Some rows
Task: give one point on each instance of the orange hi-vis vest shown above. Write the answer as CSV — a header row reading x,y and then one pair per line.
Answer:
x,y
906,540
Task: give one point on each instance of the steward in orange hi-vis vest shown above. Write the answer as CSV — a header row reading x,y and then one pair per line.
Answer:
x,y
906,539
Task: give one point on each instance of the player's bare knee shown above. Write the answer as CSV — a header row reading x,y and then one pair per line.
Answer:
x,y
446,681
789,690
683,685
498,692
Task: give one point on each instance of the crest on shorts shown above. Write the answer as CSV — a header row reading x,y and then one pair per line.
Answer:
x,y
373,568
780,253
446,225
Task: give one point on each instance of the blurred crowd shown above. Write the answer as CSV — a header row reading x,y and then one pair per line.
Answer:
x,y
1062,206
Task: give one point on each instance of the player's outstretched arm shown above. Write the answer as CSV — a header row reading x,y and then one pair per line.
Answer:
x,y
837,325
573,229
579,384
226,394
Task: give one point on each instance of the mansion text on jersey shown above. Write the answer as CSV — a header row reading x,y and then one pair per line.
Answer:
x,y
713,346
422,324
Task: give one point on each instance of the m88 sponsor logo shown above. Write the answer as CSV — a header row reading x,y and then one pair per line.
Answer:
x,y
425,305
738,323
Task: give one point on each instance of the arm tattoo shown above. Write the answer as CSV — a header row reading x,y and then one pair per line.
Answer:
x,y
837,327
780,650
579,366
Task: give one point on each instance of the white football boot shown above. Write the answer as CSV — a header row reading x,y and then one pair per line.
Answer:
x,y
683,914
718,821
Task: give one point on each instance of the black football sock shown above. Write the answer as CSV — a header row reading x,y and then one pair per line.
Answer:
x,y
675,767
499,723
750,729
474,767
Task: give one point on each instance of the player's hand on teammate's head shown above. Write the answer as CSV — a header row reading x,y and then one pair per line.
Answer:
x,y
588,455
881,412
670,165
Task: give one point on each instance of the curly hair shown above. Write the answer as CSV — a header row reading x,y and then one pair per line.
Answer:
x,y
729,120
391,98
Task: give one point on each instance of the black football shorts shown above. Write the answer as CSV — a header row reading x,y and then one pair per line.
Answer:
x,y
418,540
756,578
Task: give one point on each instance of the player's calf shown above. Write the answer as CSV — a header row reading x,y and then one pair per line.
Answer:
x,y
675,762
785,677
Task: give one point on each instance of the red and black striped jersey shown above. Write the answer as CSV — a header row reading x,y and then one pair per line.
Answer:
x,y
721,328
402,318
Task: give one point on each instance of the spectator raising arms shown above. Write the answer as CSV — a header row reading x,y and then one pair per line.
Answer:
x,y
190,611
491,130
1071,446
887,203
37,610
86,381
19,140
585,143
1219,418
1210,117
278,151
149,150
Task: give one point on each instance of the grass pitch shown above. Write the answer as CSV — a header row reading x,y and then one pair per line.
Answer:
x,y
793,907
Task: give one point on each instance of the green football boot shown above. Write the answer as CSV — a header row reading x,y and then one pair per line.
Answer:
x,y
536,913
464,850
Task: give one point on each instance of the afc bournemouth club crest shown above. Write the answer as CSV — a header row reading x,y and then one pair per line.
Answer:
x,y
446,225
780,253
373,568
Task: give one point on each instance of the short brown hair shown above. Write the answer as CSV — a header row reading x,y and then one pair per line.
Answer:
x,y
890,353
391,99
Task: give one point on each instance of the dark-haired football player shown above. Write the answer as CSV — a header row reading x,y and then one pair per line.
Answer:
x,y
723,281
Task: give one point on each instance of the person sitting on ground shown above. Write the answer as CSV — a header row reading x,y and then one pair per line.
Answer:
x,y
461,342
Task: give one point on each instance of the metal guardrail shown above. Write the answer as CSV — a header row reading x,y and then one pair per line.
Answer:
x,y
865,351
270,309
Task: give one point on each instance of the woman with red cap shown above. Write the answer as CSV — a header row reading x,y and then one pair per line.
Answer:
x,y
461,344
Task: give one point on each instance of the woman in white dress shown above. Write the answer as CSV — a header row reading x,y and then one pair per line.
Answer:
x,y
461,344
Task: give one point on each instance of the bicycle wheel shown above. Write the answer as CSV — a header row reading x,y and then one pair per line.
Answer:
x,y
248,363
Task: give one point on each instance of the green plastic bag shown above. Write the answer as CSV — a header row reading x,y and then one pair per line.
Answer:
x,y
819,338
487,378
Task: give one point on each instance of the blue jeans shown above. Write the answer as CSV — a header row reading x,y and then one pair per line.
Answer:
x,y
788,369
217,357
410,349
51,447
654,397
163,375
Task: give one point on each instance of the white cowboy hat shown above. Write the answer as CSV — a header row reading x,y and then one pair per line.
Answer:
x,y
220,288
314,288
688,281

**Given problem:** Can you write out all of these rows again, switching "one point" to "a single point" and leaving everything else untouched?

**Output of the task:**
Task: give a single point on each instance of the orange hi-vis vest shown above. Write the answer as CSV — a header row reading x,y and then one pair per line.
Answer:
x,y
906,540
Task: give a single point on each instance of the steward in orange hi-vis vest shown above. Write the answer as CSV — a header row reading x,y and then one pair per line.
Answer:
x,y
906,539
Task: give a single point on each instance of the player's bare knee shown above. Write the answer as CSV — a header row reading x,y and then one pair per line.
Answer:
x,y
446,681
789,690
683,685
498,692
Task: give a single point on each instance of the crest on shorts shown above. Write the answer as CSV — a header row reading x,y and then one pair per line.
Answer:
x,y
373,568
780,253
446,225
Task: give a single point on each instance of the blurred crowd shown above. Write the answer as CSV — a header row reading x,y and then one pair per line.
Answer:
x,y
1062,206
Task: give a single point on each instance of the player's outstretched arm shown above. Write the answer as CSV — a header row reading x,y and then one pair per line.
Answer:
x,y
837,325
573,229
579,384
226,394
Task: give a single point on each instance of the mansion text on jersey shown above. Write the answer as CSV — a header row reading x,y and then one pair per line.
Answer:
x,y
713,346
422,324
Task: give a single point on each instance of the m88 sponsor logo shown above. Write the answer as CSV — a header row reading x,y and then one pair per line.
Answer:
x,y
425,305
738,323
Task: give a single point on each instance of the arm tattoo shown above. Write the answer as CSV — a header row reading x,y and then one pair per line.
Answer:
x,y
837,327
780,650
579,366
Task: give a single point on each instance of the white football boot shown above. Write the answer as CSV — a header row reading x,y and then one pair per line.
Answer:
x,y
683,914
718,821
Task: give a single point on each instance of the black football sock shown above. Write the answer as CSV — a header row reading x,y and then one pair per line.
Answer:
x,y
675,767
499,723
750,729
474,767
Task: give a single point on each instance of the player's hand on teammate's head shown above. Write the answer as CSV — a header row reading x,y and then one pair per line.
Answer:
x,y
588,455
881,412
670,165
Task: give a single point on each instance of the curly hair shown above. Write the answer as CSV — a header row reading x,y and then one pair per line.
Answer:
x,y
729,120
391,98
Task: give a single point on each instance of the black football shorts shown above. Write the answer as CSV — a header row reading x,y and then one pair per line.
Answer:
x,y
418,540
756,578
Task: give a single point on each instance of the player's calf shown above. Write the answer as CSV — a header row reading x,y and then one pair per line.
Answer:
x,y
675,762
785,677
Task: give a single point on each instance of the red and black striped jersey shown above. Write the answer as CSV — a header row reading x,y and then one pair per line.
Answer:
x,y
721,328
402,318
Task: give a single point on each instance of the spectator raising arms shown above. Write the answer as CSV — a header row reading x,y and then one pair per line.
Answer:
x,y
190,611
491,130
1071,446
887,203
37,610
86,381
19,140
585,143
1219,418
1210,117
278,151
149,150
Task: give a single point on each instance of the grass pitch shown above. Write the answer as CSV — a header row reading x,y and then one pair per line.
Answer:
x,y
793,907
Task: give a single point on each instance of the green football boot shown above. Write the answer as CSV — a header row reading x,y and then one pair per line.
Answer:
x,y
536,913
464,850
Task: give a single point on each instance of the afc bournemouth club crest shown above. Write the answer as CSV — a header row reading x,y and then one pair per line.
Answer:
x,y
446,225
780,253
373,568
Task: give a single point on each instance of the short brown hair shown above. Write the answer as CSV — a header row reading x,y and then one pair per line.
Answer:
x,y
890,353
391,99
Task: give a single point on each instance of the dark-haired football player shown above. Write the answer as CSV — a header row reading x,y and then one pair per line.
Answer:
x,y
723,281
Task: give a single point on each instance of the person sitting on ground shown above. Write the answer as CSV — a header row reading x,y and then one pair per line.
Answer:
x,y
461,342
Task: give a single point on each instance of the metal guardrail shown above. Write the answer as CSV — a header row reading x,y and then one pair per line.
Answer:
x,y
865,351
270,309
Task: give a single point on each instance of the woman with red cap shown above. Write the answer as CSV — a header row reading x,y and then one pair per line.
Answer:
x,y
461,344
Task: give a single point on each instance of the woman in white dress shown above. Write the answer as CSV — a header row reading x,y and then one pair per line.
Answer:
x,y
461,344
Task: give a single point on each instance of the bicycle wheel shown above. Write the answer as CSV — a header row reading x,y and then one pair per line.
Answer:
x,y
248,363
Task: give a single point on each instance of the green plastic bag shown above. Write the answer as CSV — a header row reading x,y and then one pair per line.
Answer:
x,y
819,338
487,378
Task: give a single point on each instance of the blue jeans shown above. Write the answer as CSV — a header row reading x,y and then one pair per line.
Answer:
x,y
788,369
217,357
410,349
51,447
654,397
163,375
Task: give a single point on each instance of the white cowboy hat shown above. Write the answer as CSV — a header row reading x,y and then one pair per line.
Answer:
x,y
220,288
314,288
688,281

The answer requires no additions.